● **Supplied text**:
Paging immigration and constitutional law experts.
The spread of the non-opt-out federal Secure Communities program raises a compelling constitutional question: Does the federal government have the right to coerce state and local officials to participate in Secure Communities?
That’s essentially what DHS is telling local and state officials right now.
Immigration is an area of federal pre-emption. Crime fighting is historically a state and local initiative. Basically, under Secure Communities programs, local and state officials are supposed to run all arrest-related fingerprints through a U.S. immigration database, identify the ones without legal status and hold them till ICE can place them in removal proceedings. Reports suggest that most of the people deported under Secure Communities were non-criminal aliens that were never convicted of a crime.
Congress cannot impose a federal regulatory scheme on states that force state officials to implement federal law (Printz v. United States). How is Secure Communities not a federal regulatory scheme to manage immigrant populations in jails and prisons that requires not just compliance, but implementation of a program?

● **What needs to be done**:
Translate this sentence from the Secure Communities text into Spanish: "Crime fighting is historically a state and local initiative." None of the entries are needed.

● **Data excerpts**:
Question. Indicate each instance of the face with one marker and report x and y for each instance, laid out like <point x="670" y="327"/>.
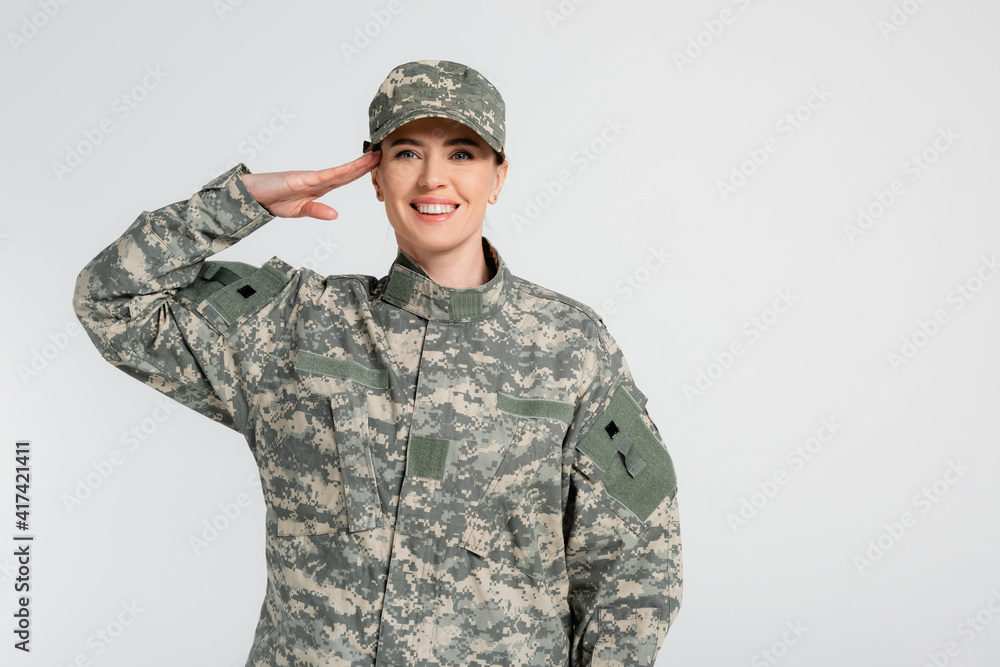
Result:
<point x="436" y="177"/>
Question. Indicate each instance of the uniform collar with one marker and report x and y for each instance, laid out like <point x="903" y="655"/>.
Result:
<point x="409" y="287"/>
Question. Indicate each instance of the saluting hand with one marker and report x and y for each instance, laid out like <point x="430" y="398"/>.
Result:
<point x="292" y="194"/>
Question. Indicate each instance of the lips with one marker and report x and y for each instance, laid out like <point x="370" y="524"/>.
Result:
<point x="434" y="205"/>
<point x="434" y="209"/>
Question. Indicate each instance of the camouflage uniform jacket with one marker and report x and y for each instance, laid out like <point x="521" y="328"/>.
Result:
<point x="452" y="476"/>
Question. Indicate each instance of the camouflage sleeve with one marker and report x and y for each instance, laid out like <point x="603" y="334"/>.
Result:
<point x="158" y="311"/>
<point x="623" y="550"/>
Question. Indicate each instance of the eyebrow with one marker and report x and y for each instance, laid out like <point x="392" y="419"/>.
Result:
<point x="459" y="141"/>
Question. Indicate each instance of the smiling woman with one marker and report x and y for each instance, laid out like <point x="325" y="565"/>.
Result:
<point x="457" y="464"/>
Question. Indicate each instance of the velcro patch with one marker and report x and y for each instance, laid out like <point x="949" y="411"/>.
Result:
<point x="239" y="297"/>
<point x="637" y="469"/>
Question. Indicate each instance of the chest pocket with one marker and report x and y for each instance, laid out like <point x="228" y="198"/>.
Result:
<point x="321" y="476"/>
<point x="518" y="521"/>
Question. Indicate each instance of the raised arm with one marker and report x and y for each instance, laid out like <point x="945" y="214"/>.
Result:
<point x="201" y="332"/>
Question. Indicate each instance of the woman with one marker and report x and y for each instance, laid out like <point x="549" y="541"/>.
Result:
<point x="457" y="465"/>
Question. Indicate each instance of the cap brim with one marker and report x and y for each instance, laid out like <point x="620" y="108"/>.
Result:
<point x="414" y="114"/>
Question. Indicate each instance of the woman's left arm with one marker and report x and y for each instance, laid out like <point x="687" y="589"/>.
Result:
<point x="622" y="525"/>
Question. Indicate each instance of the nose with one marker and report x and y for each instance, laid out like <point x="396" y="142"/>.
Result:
<point x="432" y="172"/>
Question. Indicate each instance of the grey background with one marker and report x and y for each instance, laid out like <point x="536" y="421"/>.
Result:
<point x="671" y="133"/>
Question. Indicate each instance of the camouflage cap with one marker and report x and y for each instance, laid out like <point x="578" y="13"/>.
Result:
<point x="428" y="88"/>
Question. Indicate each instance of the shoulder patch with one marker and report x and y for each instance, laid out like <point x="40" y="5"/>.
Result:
<point x="233" y="289"/>
<point x="636" y="468"/>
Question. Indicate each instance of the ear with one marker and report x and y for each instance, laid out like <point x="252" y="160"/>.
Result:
<point x="501" y="176"/>
<point x="376" y="184"/>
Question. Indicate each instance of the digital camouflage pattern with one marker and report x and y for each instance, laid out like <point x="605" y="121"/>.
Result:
<point x="437" y="88"/>
<point x="452" y="476"/>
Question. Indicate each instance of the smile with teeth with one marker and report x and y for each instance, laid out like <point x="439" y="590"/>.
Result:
<point x="434" y="209"/>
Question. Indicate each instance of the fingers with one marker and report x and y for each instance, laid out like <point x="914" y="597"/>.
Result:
<point x="334" y="177"/>
<point x="314" y="209"/>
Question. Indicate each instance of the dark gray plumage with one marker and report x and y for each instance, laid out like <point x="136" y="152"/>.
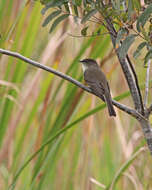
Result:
<point x="98" y="83"/>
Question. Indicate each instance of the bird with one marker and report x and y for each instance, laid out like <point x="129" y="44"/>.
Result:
<point x="97" y="82"/>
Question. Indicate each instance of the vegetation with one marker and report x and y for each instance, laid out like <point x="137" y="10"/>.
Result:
<point x="54" y="135"/>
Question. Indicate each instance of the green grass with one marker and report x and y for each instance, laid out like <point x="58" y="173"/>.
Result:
<point x="52" y="134"/>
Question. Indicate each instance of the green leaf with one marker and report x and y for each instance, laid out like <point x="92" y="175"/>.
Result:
<point x="144" y="17"/>
<point x="57" y="21"/>
<point x="50" y="17"/>
<point x="121" y="34"/>
<point x="53" y="3"/>
<point x="123" y="49"/>
<point x="130" y="8"/>
<point x="84" y="31"/>
<point x="124" y="167"/>
<point x="147" y="57"/>
<point x="138" y="50"/>
<point x="88" y="15"/>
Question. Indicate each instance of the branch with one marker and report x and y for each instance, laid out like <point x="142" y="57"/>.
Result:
<point x="125" y="66"/>
<point x="147" y="83"/>
<point x="122" y="107"/>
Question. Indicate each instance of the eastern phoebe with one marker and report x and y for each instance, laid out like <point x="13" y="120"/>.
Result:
<point x="98" y="83"/>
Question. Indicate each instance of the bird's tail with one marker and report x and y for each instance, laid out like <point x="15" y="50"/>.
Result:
<point x="110" y="105"/>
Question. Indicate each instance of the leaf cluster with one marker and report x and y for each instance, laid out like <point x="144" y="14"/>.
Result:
<point x="129" y="17"/>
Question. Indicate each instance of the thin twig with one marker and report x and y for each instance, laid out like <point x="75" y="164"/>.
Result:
<point x="93" y="35"/>
<point x="137" y="84"/>
<point x="124" y="108"/>
<point x="147" y="83"/>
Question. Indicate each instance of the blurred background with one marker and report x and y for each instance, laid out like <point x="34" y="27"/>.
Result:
<point x="95" y="151"/>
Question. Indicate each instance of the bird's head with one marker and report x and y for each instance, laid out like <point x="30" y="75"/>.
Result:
<point x="86" y="63"/>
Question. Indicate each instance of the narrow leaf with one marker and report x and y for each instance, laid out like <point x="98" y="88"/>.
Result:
<point x="84" y="31"/>
<point x="138" y="50"/>
<point x="120" y="35"/>
<point x="147" y="57"/>
<point x="144" y="17"/>
<point x="88" y="15"/>
<point x="50" y="17"/>
<point x="53" y="3"/>
<point x="130" y="8"/>
<point x="123" y="49"/>
<point x="57" y="21"/>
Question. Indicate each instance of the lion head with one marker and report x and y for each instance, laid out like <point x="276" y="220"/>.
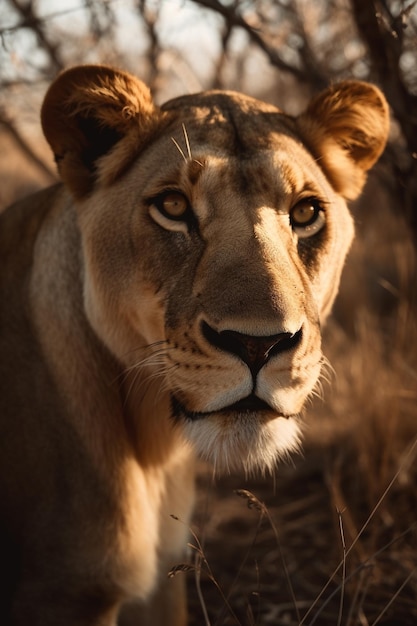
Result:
<point x="214" y="230"/>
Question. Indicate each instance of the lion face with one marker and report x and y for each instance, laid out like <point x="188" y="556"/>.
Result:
<point x="214" y="232"/>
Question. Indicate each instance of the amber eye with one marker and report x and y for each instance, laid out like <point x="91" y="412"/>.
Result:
<point x="173" y="205"/>
<point x="171" y="210"/>
<point x="307" y="217"/>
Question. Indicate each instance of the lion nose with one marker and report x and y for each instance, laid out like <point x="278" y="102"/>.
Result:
<point x="252" y="350"/>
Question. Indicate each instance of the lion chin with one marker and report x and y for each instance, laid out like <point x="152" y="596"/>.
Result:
<point x="238" y="439"/>
<point x="194" y="249"/>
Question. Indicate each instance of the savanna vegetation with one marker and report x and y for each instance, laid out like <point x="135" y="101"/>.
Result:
<point x="331" y="538"/>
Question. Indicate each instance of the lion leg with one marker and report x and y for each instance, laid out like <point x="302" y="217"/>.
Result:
<point x="40" y="604"/>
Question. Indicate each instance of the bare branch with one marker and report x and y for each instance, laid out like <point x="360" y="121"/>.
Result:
<point x="32" y="21"/>
<point x="24" y="146"/>
<point x="234" y="19"/>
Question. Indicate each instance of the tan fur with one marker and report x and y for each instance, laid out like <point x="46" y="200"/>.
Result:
<point x="128" y="338"/>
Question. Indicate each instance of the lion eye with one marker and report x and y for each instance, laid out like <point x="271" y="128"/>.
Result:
<point x="307" y="217"/>
<point x="171" y="210"/>
<point x="173" y="204"/>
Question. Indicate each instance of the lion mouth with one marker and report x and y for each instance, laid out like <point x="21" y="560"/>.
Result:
<point x="250" y="404"/>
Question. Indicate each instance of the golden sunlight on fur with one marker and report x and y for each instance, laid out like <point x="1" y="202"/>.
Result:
<point x="165" y="299"/>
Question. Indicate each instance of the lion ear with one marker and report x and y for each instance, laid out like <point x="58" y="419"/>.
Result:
<point x="346" y="129"/>
<point x="90" y="111"/>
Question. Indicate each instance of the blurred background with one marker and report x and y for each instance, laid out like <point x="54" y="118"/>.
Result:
<point x="331" y="538"/>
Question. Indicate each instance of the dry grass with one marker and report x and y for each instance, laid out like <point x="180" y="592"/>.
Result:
<point x="334" y="540"/>
<point x="331" y="539"/>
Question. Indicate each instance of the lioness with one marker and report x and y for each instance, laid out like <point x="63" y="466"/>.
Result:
<point x="166" y="298"/>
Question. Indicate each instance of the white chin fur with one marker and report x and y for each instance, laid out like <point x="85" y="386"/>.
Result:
<point x="245" y="442"/>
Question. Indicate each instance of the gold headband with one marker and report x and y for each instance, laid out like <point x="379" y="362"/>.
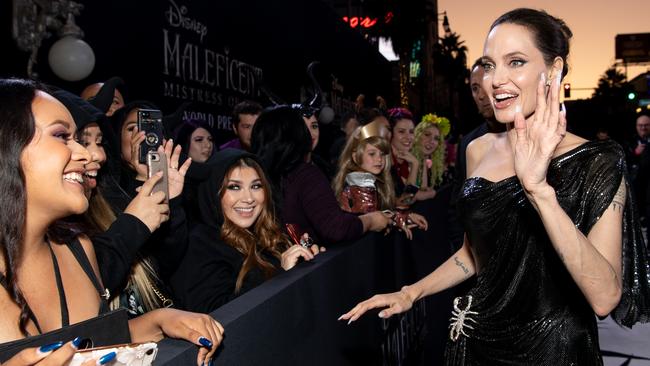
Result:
<point x="375" y="128"/>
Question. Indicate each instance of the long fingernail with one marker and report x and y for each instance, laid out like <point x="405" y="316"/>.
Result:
<point x="205" y="342"/>
<point x="49" y="348"/>
<point x="106" y="358"/>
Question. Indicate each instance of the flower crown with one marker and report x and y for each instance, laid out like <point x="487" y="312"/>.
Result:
<point x="442" y="123"/>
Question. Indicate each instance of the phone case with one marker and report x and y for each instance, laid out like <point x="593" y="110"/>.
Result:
<point x="135" y="354"/>
<point x="157" y="162"/>
<point x="150" y="121"/>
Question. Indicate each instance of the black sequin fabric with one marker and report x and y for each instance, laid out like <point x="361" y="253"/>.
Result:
<point x="525" y="307"/>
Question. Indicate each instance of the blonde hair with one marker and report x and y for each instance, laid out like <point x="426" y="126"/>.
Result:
<point x="348" y="163"/>
<point x="438" y="155"/>
<point x="142" y="277"/>
<point x="265" y="236"/>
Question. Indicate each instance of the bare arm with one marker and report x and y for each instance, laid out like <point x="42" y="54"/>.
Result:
<point x="594" y="261"/>
<point x="455" y="270"/>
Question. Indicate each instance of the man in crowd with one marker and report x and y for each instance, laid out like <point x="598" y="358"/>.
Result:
<point x="638" y="162"/>
<point x="490" y="125"/>
<point x="244" y="116"/>
<point x="114" y="101"/>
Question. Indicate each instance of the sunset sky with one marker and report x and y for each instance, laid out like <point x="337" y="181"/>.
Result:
<point x="594" y="23"/>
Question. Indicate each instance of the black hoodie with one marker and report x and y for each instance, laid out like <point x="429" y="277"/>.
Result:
<point x="206" y="277"/>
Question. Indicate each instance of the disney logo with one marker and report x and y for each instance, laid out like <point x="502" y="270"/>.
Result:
<point x="177" y="17"/>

● **Exercise response**:
La lucha contra el crimen es, históricamente, una iniciativa estatal y local.